Varchar Data Types in SQL Server, Oracle and PostgreSQL
We have seen in one of my previous tutorials, SQL String functions in SQL Server, Oracle and PostgreSQL, the basic functions used to manipulate strings in Microsoft SQL Server, Oracle and PostgreSQL. In this tutorial, we are going to look at how to store the maximum number of characters in a variable length column and the differences between these three database systems.
In this tutorial we will review the string data types used in SQL Server, Oracle and PostgreSQL in order to store a large number of characters. In particular, we will see the various procedures used in order to have big strings stored in a column to handle large text or structured data like JSON (this will be a separate tip).
As always, we will use the github freely downloadable database sample Chinook, as it is available in multiple RDBMS formats. It is a simulation of a digital media store, with some sample data, all you have to do is download the version you need and you have all the scripts for data structure and all the inserts for the data.
In SQL Server the data types string data are essentially: VARCHAR(n), VARCHAR(MAX) and NVARCHAR(n), NVARCHAR(MAX), there is also TEXT, but since it is deprecated it should not be used anymore.
In the VARCHAR data types, the n indicates the maximum number of bytes stored, it is not the number of characters, and it can be a maximum of 8000. If instead you use MAX, this indicates the maximum possible size is up to 2 GB (storage size) for the character data type that are non-Unicode.
Similarly, in the NVARCHAR data types the n indicates the byte-pairs so the limit is 4000 (maximum length) and the MAX indicates the maximum amount of 2 GB (maximum storage) for Unicode characters.
Obviously, the numbers of bytes or byte-pairs for Latin character sets is equivalent to the number of characters, but in other sets this may not be true!
Let’s setup a T-SQL example creating a new table in which we will store messages to customer service for the digital media shop.
CREATE TABLE CustomerMessages( MessageId int not null, CustomerId int NOT NULL, InsertDate smalldatetime NOT NULL, UpdateDate smalldatetime NULL, MessageContent varchar(5000) CONSTRAINT PK_Message PRIMARY KEY CLUSTERED ( MessageId ASC ) ON [PRIMARY] ) ON [PRIMARY]; ALTER TABLE CustomerMessages ADD CONSTRAINT [FK_CustomerMessages_Customer] FOREIGN KEY(CustomerId) REFERENCES Customer (CustomerId)
AAs you can see, we have created the new table adding a Foreign Key in order to reference the CustomerID and check that the customer exists, as well as a Primary Key for the MessageId. In this case we have given a maximum of 5000 bytes (in our case, since we have Latin character set, 5000 characters) to the MessageContent column.
Now let’s suppose that we’ve seen that 5000 characters is not enough in some cases and also that we noticed the text stored in Messages varies greatly from a few words to long paragraphs, so we want to change to varchar(max). This can be done as follows.
ALTER TABLE CustomerMessages ALTER COLUMN MessageContent varchar(max)
This is very simple to change in SQL Server as you can see!

=-=-=-=-=

• **Work to do**: Please reproduce, word for word, the part of the varchar tutorial above that opens with the words containing "AAs you can" and closes with "COLUMN MessageContent varchar(max)".

=-=-=-=-=

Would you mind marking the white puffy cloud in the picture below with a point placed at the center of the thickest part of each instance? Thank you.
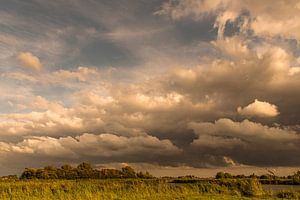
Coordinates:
(260, 109)
(245, 142)
(266, 18)
(30, 60)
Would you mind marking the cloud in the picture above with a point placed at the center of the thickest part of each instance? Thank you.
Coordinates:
(265, 18)
(246, 142)
(30, 60)
(260, 109)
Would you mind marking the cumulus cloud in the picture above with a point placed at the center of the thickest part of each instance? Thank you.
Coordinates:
(266, 18)
(254, 142)
(260, 109)
(178, 115)
(30, 60)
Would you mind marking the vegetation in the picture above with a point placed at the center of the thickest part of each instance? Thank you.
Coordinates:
(82, 171)
(85, 182)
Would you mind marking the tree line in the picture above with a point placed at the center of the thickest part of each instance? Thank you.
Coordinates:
(82, 171)
(269, 178)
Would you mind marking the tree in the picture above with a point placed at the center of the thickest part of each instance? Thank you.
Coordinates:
(128, 172)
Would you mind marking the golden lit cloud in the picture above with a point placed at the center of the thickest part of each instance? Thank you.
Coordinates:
(30, 60)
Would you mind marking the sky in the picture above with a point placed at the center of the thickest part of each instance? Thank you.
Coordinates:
(160, 84)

=-=-=-=-=

• **Exercise response**:
AAs you can see, we have created the new table adding a Foreign Key in order to reference the CustomerID and check that the customer exists, as well as a Primary Key for the MessageId. In this case we have given a maximum of 5000 bytes (in our case, since we have Latin character set, 5000 characters) to the MessageContent column.
Now let’s suppose that we’ve seen that 5000 characters is not enough in some cases and also that we noticed the text stored in Messages varies greatly from a few words to long paragraphs, so we want to change to varchar(max). This can be done as follows.
ALTER TABLE CustomerMessages ALTER COLUMN MessageContent varchar(max)